> [COMPLETE THE FOLLOWING]:
1. In the Eurovision blog post, how many points did the UK's entry receive?
2. Decide whether each statement agrees with the Eurovision blog post, answering yes or no and quoting the deciding words. (a) The writer liked Lithuania's song this year. (b) The contest is described as a show of twenty 3-minute songs. (c) A senior seller once said that getting remembered might even mean breaking the chair you sat on.

> [DOCUMENT EXTRACT]:
---*---
I am amazed how people miss this game-theoretic point. You would stand a better chance of winning if you shat on the stage than if you produced a very good song similar to two or more other songs. This is why entrants should never be chosen by committees of experts. https://t.co/opBxFiqxc2
— Rory Sutherland (@rorysutherland) May 23, 2021
Oh dear. The dreaded nul points. The UK’s alleged “banger” failed to garner a single point from around the vast Eurovision Song Contest audience. For those unfamiliar with this ignominy of national embarrassment, it is pronounced by us Brits as nill pwah.
You surely know the drill. A glitzfest of thirty 3-minute morsels. Ranging from the trends of two years prior mystifyingly rehashed, through cultural anchors like dancing granny-elves to unknown instruments being played by what appears to be medieval throwbacks and always featuring some heartfelt ballad belted out by someone in perma-tears.
It can actually be a thoroughly entertaining show. Usually when fuelled in large company.
This year I quite liked Lithuania‘s tune.
Still, the steer above from our Nudger-in-Chief is a cracker to bear in mind when we’re in the sales furnace.
I once had a scarily senior seller atop the corporate greasy pole tell me in my youth that to get ahead you had to do something to be remembered by your prospect. Even if it meant breaking the chair you sat on in their office.
What do you do if every pitch is from the same looking slidedeck, with the same type of ordering, delivered by a fraternity of bobbing heads, wearing the same style ‘uniforms’, using the same lingo, and dare I say it, even telling the same kinds of ‘joke’?
---*---
> [Stored dataset items]:
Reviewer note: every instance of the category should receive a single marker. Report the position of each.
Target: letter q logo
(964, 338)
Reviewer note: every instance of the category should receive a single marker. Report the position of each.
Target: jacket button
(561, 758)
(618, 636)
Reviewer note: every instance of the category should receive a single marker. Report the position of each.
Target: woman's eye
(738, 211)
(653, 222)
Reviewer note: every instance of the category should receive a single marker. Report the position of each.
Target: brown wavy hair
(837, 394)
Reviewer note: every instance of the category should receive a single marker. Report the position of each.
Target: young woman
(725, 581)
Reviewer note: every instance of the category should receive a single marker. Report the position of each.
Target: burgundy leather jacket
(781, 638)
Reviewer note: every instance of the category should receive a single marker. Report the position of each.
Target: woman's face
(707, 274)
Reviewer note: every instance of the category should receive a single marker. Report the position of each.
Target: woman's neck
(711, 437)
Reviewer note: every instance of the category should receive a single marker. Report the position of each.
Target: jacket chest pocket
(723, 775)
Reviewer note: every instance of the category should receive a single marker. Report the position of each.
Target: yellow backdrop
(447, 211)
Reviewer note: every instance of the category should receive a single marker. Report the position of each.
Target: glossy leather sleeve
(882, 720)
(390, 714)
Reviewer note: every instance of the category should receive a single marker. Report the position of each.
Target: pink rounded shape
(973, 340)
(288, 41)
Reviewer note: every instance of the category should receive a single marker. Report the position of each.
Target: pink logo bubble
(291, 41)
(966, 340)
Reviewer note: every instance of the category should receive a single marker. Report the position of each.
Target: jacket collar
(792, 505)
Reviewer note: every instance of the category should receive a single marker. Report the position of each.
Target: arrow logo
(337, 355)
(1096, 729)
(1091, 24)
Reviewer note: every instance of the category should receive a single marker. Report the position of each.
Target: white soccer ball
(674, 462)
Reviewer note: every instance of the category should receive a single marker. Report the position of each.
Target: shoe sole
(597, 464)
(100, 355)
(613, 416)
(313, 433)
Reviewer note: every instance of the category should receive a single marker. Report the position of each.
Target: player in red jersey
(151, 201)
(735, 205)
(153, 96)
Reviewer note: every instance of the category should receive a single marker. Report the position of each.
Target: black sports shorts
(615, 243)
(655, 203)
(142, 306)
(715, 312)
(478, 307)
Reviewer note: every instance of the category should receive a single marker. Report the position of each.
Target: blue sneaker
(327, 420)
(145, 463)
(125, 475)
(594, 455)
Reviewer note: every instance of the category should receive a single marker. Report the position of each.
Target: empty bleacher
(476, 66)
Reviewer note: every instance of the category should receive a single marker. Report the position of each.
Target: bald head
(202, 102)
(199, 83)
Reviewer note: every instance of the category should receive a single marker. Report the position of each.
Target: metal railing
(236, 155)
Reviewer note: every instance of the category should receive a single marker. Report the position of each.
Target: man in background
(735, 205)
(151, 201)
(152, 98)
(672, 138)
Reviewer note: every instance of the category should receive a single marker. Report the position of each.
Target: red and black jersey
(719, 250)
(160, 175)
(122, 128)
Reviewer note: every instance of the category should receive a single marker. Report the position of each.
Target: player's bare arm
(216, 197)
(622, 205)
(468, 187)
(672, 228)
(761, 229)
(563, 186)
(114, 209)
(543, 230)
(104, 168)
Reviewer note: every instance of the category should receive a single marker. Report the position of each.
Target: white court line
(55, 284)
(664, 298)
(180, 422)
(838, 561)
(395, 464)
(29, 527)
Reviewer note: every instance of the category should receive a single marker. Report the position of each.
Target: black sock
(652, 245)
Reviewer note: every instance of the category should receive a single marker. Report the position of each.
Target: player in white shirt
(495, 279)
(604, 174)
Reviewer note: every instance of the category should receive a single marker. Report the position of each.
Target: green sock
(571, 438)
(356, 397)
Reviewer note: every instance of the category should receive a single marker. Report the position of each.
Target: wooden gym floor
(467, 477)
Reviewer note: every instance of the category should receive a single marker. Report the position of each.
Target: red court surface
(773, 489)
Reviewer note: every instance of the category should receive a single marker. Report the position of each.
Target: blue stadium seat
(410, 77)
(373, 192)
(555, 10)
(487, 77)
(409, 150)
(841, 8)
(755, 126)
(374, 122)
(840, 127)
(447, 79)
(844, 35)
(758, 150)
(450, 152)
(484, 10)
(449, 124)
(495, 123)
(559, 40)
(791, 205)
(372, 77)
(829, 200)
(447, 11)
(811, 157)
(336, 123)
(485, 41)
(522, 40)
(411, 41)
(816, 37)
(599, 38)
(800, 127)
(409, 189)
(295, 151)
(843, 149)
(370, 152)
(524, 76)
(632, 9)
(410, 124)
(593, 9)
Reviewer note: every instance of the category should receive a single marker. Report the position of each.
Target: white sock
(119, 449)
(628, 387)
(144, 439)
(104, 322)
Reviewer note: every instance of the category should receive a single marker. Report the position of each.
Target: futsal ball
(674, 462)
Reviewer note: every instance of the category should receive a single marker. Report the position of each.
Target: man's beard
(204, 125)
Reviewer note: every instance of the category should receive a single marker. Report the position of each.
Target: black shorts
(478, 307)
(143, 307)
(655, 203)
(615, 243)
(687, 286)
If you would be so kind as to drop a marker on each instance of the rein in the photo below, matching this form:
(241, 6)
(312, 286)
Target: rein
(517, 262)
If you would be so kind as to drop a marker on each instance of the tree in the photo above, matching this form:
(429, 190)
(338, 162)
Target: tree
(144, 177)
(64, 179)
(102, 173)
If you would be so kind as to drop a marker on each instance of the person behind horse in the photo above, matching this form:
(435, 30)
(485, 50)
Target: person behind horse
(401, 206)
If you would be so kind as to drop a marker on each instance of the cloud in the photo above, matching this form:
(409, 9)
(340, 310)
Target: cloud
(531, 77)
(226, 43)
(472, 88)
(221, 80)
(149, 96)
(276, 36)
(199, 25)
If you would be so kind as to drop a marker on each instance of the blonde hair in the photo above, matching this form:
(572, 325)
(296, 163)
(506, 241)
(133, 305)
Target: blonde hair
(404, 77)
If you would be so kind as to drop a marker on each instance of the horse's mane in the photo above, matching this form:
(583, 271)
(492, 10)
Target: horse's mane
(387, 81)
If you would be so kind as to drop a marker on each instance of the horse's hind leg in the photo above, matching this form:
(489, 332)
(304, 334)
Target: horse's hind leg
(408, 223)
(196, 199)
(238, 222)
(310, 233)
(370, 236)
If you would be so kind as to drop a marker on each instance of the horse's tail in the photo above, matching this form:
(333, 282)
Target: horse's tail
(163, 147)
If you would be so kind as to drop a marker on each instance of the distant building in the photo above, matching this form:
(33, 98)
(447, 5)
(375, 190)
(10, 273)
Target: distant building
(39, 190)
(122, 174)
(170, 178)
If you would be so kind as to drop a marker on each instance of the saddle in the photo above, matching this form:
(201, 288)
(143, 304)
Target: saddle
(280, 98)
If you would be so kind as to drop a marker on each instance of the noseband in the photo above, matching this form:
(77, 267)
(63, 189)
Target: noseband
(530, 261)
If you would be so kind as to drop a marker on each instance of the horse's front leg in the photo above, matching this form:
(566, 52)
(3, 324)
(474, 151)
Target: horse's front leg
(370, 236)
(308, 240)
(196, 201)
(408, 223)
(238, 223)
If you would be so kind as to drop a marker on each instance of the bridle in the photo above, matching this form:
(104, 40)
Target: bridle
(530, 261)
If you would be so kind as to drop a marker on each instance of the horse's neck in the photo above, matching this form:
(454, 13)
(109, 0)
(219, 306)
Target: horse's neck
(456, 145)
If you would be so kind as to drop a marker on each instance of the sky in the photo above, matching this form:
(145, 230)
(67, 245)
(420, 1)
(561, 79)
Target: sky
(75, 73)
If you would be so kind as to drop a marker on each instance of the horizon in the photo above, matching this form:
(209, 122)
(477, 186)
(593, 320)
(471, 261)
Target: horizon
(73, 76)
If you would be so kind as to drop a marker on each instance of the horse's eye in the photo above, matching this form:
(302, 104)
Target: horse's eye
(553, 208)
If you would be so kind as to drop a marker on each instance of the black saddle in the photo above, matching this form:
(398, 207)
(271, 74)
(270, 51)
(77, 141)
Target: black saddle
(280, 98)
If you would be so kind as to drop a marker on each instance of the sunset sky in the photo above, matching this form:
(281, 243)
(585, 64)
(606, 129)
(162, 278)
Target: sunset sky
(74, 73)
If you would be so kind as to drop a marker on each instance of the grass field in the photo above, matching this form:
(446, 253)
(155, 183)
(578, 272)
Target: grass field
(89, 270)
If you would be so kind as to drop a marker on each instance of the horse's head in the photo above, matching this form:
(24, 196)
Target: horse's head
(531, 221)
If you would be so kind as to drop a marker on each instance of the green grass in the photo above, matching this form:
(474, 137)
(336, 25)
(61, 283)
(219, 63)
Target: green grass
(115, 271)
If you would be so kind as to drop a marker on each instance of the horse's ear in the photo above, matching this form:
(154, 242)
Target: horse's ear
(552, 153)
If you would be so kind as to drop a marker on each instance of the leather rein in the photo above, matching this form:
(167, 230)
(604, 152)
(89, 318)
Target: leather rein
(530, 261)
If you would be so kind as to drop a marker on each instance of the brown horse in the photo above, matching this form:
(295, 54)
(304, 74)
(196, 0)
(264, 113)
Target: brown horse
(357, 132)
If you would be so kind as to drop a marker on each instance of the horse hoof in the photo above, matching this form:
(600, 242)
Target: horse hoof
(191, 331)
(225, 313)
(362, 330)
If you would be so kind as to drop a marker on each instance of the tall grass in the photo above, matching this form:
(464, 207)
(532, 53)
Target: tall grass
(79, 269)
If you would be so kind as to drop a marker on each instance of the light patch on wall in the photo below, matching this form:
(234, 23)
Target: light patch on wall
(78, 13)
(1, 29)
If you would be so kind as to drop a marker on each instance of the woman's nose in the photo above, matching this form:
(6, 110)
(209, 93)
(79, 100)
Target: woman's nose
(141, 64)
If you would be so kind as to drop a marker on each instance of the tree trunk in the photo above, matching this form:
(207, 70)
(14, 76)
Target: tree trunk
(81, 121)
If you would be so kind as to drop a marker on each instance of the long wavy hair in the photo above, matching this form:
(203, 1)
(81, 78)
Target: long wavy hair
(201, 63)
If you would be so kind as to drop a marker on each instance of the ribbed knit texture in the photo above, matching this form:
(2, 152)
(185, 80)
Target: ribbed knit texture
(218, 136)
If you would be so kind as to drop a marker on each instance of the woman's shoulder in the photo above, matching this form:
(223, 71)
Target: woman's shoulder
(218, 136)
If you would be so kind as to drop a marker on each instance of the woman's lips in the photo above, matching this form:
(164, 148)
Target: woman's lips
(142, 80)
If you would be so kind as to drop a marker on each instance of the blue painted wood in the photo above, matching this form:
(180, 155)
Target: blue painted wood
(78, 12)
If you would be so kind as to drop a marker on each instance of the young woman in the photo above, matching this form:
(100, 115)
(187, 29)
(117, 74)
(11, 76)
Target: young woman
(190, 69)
---*---
> [RESULTS FOR EACH TASK]:
1. The UK's entry received no points at all.

2.
(a) Yes: "This year I quite liked Lithuania‘s tune."
(b) No: "A glitzfest of thirty 3-minute morsels."
(c) Yes: "Even if it meant breaking the chair you sat on in their office."